#### WHAT IS ASKED
From the forum thread below about a slicer and a median formula, copy word for word the passage between "Sorry - I tend" and "a sample file.", inclusive.

#### READING PASSAGE
[Start]
However, when I create a slicer based on *category* in *main_table*, my chart does not seem affected by the slicer. My understanding was that by putting *main_table* as opposed to *ALL(main_table)* as the first argument in the last FILTER call, my median calculations would be subject to slices and filters applied to *main_table*. Am I missing something obvious here?


----------



## marco.russo (Nov 22, 2013)

I took a look at the formula, but it's not clear to me whether it's a measure (calculated field) or a calculated column. If it's in a measure (calculated field) it's not clear to me what you are doing with "other table" in the EARLIER statement. If you can post a sample repro workbook it would be simpler to take a look at the formula.


----------



## srizzo123 (Nov 22, 2013)

Sorry - I tend to mix up calculated fields and calculated columns. The formula is for the calculated column *median_field* in *other_table*. I will update the original post with a link to a sample file.
[End]
#### SOURCE DATA
[Start]
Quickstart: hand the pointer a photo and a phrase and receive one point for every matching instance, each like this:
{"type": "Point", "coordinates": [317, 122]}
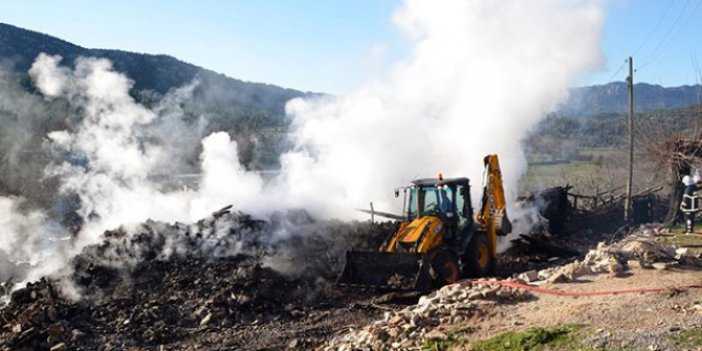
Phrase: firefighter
{"type": "Point", "coordinates": [690, 203]}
[End]
#### FULL RESPONSE
Sorry - I tend to mix up calculated fields and calculated columns. The formula is for the calculated column *median_field* in *other_table*. I will update the original post with a link to a sample file.